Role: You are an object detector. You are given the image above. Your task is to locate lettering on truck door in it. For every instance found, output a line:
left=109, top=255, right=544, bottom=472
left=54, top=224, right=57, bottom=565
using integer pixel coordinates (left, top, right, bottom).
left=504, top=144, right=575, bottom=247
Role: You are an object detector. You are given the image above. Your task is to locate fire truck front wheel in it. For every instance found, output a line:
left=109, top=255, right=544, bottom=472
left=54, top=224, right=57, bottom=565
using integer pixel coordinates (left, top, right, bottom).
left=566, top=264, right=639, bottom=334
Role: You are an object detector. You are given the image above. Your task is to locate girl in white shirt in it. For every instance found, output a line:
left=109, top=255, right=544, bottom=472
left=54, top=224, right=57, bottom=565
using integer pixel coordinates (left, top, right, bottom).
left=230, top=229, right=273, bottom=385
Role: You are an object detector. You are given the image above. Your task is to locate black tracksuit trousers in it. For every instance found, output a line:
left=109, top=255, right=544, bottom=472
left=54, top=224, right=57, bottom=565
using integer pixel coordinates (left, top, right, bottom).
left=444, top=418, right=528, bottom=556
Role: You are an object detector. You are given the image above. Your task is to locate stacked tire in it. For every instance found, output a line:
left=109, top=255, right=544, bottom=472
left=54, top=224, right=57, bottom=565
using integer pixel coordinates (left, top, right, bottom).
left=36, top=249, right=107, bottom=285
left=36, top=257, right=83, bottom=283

What you need to do
All entries must come back exactly as they were written.

Task output
Role: You are an object detector. You are given the image above. Your task is to locate lettering on truck door in it. For every instance found, output a line:
left=109, top=255, right=544, bottom=472
left=54, top=224, right=57, bottom=565
using integer pixel coordinates (left, top, right, bottom).
left=504, top=144, right=575, bottom=247
Role: You are an object detector. You are given the image above. Your task is to locate fire truck front wheel in it. For every instance found, output a line:
left=109, top=255, right=544, bottom=472
left=54, top=224, right=57, bottom=565
using integer pixel coordinates (left, top, right, bottom).
left=566, top=264, right=639, bottom=334
Role: You are an object detector. You are given the image above. Your task is to locate girl in white shirt in it. For every instance found, output a line:
left=109, top=255, right=544, bottom=472
left=54, top=224, right=57, bottom=565
using integer pixel coordinates (left, top, right, bottom).
left=230, top=229, right=273, bottom=385
Role: You are an object detector. You are given the image above. Your task is to locate black tracksuit trousers in it. For every instance found, output a line:
left=109, top=255, right=544, bottom=472
left=54, top=224, right=57, bottom=565
using integer pixel coordinates (left, top, right, bottom).
left=444, top=418, right=528, bottom=556
Role: You are an object detector. You are given the image above. Your task is to locate stacked tire in it. For every instance found, output a line:
left=109, top=255, right=544, bottom=472
left=54, top=224, right=57, bottom=565
using integer pixel coordinates (left, top, right, bottom).
left=36, top=249, right=107, bottom=285
left=36, top=257, right=83, bottom=283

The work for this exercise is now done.